Geciteerde tekst:
-=-=-

Een paar jaar geleden zag ik Wim den Hertog in een defensieblad nog als 'landmachtadjudant' of iets dergelijks. Wat ik me van het artikel herinner een klaarblijkelijk unieke en eervolle functie waar ook een detachering in de VS mee samenhing? Het artikel heb ik alleen aandachtig gelezen omdat de voor mij bekende Wim den Hertog erin stond, het artikel zelf heb ik niet. Wie weet hier meer van?

Hier staat het toenmalige kader van het peleton vrij compleet bij elkaar (v.l.n.r.) Hohne januari 1977: Wim den Hertog (beroeps peletonssergeant), kapitein ?? Knetsch (compagniecommandant), luitenant ?? Veulings (Plv. compagniecommandant?), ?? Romeijnders (onze pelotonscommandant), Hans Brokx (commandant OST 36), ?? Scheerman (commandant OST 37?).

-=-=-

Getoonde gegevens:
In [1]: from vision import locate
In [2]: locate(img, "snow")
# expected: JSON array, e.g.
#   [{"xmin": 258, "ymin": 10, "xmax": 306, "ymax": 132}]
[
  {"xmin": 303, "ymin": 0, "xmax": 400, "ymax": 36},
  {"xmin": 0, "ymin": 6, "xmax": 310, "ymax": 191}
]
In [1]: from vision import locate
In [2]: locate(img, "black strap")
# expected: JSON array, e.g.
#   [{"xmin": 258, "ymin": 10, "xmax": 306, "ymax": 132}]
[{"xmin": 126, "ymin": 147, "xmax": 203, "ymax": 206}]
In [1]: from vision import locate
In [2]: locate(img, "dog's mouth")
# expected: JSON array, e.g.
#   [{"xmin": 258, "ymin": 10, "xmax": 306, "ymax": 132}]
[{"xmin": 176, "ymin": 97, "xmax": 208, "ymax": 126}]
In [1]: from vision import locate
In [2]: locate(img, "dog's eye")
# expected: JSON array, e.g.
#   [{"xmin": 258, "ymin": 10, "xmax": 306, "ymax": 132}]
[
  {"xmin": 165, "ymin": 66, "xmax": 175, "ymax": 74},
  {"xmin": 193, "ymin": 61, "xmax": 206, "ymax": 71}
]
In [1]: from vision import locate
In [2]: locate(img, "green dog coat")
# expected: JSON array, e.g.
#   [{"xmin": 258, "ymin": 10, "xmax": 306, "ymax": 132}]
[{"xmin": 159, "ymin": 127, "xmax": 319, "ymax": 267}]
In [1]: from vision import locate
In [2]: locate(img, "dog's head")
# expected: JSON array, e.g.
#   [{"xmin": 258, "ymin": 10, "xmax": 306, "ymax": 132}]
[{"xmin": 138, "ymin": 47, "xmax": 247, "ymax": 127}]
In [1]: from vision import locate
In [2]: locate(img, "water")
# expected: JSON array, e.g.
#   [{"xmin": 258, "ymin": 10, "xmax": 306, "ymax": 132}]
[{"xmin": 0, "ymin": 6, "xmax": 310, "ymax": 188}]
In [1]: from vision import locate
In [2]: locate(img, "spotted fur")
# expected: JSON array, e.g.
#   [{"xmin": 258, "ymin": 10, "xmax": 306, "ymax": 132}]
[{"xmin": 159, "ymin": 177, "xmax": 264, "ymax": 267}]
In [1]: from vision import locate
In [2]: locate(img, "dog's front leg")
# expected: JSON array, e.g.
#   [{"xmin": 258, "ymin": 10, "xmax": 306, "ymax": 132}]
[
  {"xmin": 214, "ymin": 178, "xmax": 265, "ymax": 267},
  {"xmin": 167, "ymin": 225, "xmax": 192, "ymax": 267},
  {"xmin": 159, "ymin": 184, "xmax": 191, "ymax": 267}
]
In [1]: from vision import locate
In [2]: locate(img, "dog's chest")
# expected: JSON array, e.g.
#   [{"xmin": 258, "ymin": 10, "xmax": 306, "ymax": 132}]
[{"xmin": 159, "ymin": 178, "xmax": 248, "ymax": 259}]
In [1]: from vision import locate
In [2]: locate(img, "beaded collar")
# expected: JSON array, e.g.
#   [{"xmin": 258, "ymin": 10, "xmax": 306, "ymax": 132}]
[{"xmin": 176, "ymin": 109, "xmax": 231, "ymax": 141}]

-=-=-

Doel:
Geef het stuk uit de geciteerde tekst woordelijk terug, beginnend bij "Hier staat het" en eindigend bij "(commandant OST 37?).".

Uitvoer oefening:
Hier staat het toenmalige kader van het peleton vrij compleet bij elkaar (v.l.n.r.) Hohne januari 1977: Wim den Hertog (beroeps peletonssergeant), kapitein ?? Knetsch (compagniecommandant), luitenant ?? Veulings (Plv. compagniecommandant?), ?? Romeijnders (onze pelotonscommandant), Hans Brokx (commandant OST 36), ?? Scheerman (commandant OST 37?).